## PROBLEM STATEMENT
Rewrite the stretch from the line containing "mark the region of every instance of the sandy" through the end of the records, putting "rocky" in place of "sandy" and leaving all else unchanged.

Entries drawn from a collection

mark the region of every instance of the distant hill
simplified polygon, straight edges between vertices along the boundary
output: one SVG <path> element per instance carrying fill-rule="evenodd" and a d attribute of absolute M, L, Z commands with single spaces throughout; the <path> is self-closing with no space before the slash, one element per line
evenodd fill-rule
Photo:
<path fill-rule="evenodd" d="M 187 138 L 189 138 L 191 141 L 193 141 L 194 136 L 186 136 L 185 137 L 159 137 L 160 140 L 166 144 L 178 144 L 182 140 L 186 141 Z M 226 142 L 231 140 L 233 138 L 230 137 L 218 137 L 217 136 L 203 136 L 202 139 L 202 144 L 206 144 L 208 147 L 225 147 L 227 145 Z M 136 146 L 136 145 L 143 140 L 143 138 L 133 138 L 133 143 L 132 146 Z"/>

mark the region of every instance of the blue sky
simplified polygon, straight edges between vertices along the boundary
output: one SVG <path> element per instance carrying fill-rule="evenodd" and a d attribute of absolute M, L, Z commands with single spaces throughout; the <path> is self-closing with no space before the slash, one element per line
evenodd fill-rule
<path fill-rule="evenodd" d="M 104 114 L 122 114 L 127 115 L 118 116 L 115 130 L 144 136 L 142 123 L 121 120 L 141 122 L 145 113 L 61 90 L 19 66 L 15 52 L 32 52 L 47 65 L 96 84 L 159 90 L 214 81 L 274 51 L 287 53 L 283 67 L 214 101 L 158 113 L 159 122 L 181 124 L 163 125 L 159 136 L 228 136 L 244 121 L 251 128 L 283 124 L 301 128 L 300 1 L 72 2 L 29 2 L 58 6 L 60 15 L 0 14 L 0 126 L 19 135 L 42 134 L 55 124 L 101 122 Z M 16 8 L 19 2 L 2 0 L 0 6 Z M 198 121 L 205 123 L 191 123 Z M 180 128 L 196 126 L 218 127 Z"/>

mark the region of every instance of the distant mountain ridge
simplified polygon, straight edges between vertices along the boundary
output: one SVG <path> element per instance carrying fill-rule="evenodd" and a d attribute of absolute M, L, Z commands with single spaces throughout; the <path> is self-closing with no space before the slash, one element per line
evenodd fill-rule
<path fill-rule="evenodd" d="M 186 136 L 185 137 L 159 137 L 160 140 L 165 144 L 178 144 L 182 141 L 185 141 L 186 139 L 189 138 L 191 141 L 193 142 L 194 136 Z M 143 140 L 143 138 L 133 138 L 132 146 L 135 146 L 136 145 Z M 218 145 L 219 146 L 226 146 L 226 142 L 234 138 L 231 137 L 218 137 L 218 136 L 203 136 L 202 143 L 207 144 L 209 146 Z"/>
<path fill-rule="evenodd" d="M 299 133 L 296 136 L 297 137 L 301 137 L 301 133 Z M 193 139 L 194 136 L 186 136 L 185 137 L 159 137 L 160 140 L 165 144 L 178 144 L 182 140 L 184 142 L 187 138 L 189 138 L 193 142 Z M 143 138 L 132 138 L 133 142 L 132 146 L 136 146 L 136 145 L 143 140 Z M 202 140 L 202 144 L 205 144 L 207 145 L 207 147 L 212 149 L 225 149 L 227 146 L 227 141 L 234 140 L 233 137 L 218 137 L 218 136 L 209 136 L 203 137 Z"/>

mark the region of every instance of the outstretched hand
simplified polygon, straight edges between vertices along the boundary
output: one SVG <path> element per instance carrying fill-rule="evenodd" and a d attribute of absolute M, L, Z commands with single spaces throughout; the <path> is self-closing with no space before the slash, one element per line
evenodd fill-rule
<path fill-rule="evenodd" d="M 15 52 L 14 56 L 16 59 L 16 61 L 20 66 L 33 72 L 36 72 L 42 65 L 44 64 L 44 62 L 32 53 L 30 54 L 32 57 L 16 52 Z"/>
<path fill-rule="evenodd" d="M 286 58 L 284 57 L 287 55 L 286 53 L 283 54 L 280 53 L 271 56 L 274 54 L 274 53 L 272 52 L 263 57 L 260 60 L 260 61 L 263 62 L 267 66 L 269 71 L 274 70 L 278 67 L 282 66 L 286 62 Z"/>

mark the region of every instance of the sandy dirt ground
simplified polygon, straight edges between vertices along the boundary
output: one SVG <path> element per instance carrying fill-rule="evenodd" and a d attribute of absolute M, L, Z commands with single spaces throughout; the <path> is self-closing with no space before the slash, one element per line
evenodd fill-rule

## WORKED ANSWER
mark the region of every instance of the rocky dirt ground
simplified polygon, straight edges between vertices along the boundary
output: one SVG <path> element per instance carrying fill-rule="evenodd" and a d attribute of absolute M, L, Z commands with single spaces throughout; the <path> is self-closing with no space before the slash, one element per line
evenodd fill-rule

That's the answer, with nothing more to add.